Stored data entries
____________
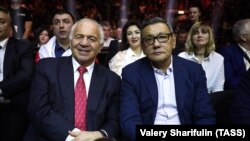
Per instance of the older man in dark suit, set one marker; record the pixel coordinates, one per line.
(53, 101)
(16, 70)
(237, 56)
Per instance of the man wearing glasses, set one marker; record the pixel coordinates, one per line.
(164, 89)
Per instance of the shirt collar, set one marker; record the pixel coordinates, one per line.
(58, 47)
(3, 43)
(169, 69)
(244, 50)
(193, 57)
(130, 52)
(76, 66)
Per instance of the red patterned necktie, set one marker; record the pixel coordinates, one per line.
(80, 101)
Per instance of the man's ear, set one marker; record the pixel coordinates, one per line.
(243, 37)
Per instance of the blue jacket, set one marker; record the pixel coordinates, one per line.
(139, 95)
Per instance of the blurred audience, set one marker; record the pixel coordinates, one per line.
(59, 44)
(21, 20)
(131, 48)
(201, 49)
(237, 56)
(16, 73)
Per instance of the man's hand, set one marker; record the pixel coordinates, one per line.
(85, 135)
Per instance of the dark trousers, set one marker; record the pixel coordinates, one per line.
(13, 123)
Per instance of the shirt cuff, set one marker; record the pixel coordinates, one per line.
(70, 138)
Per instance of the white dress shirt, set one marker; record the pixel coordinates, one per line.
(167, 112)
(122, 59)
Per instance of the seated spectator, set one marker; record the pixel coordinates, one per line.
(42, 37)
(181, 30)
(58, 45)
(131, 48)
(162, 89)
(236, 56)
(201, 49)
(240, 112)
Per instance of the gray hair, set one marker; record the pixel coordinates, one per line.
(101, 33)
(241, 27)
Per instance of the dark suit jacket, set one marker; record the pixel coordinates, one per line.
(139, 95)
(18, 72)
(240, 112)
(18, 67)
(234, 65)
(51, 106)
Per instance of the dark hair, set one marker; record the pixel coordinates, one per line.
(44, 28)
(125, 44)
(60, 12)
(154, 20)
(6, 11)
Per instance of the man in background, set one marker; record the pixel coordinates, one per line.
(21, 20)
(16, 72)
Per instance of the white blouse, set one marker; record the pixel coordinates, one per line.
(213, 66)
(123, 58)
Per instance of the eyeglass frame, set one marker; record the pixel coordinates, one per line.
(156, 37)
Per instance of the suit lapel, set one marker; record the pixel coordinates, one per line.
(66, 84)
(149, 80)
(179, 83)
(96, 88)
(9, 56)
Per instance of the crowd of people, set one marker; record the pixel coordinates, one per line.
(77, 81)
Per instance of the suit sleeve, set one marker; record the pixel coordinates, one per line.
(129, 106)
(43, 110)
(203, 113)
(21, 74)
(240, 112)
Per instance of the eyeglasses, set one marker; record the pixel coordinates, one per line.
(162, 38)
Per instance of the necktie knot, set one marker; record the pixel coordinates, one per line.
(81, 70)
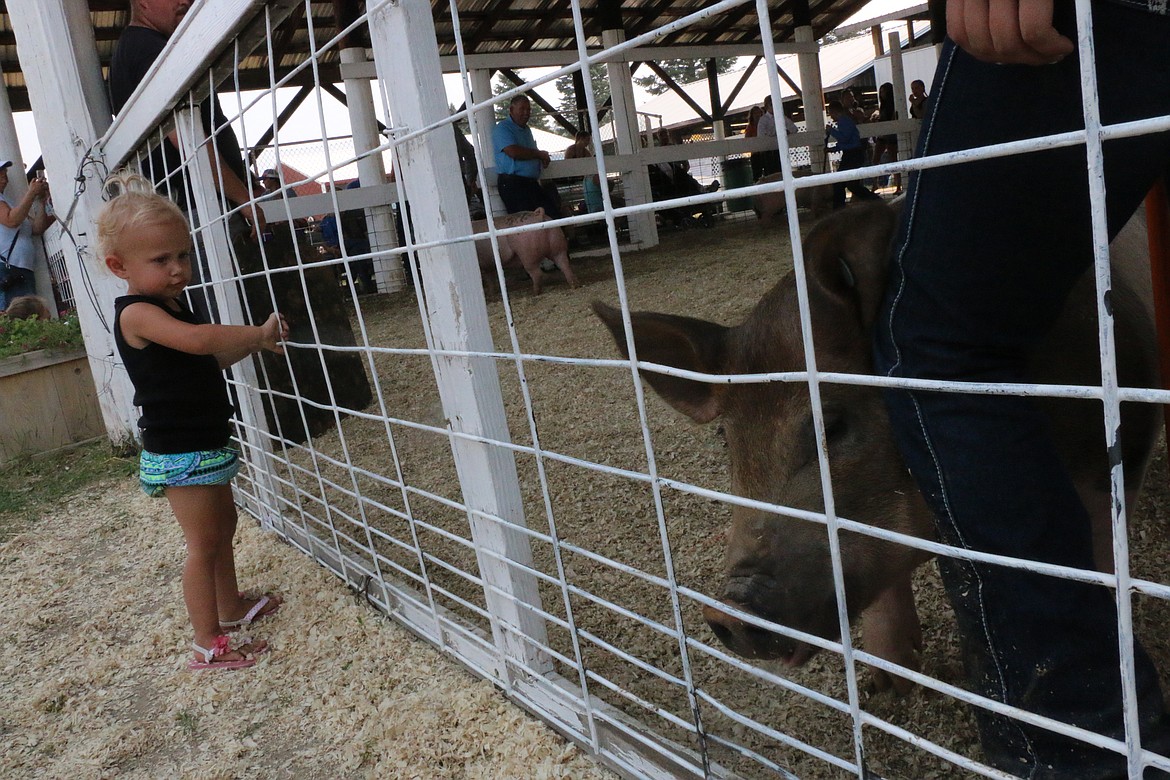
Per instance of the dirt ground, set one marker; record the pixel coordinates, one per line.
(94, 681)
____________
WHAT IS BEING ASKED>
Excluding pictures, copy exactly the lines from the line containing "Per instance of the crowd" through the last line of the data, inclusive.

ANSWER TO THE EXERCISE>
Per instance of the crowd of people, set one marker; record the pixel coordinates, one per line.
(77, 81)
Per instance of the suit sleeve, set one marker; record the pixel coordinates, one per line.
(129, 106)
(43, 110)
(203, 113)
(21, 74)
(240, 112)
Per instance of the eyeglasses, set one marker; record the pixel coordinates, one per line.
(162, 38)
Per instance of the necktie knot, set one marker; record the pixel coordinates, one per line.
(81, 70)
Per instance of the dirt ground, set one marker; record the pixel coordinates, one per line.
(94, 681)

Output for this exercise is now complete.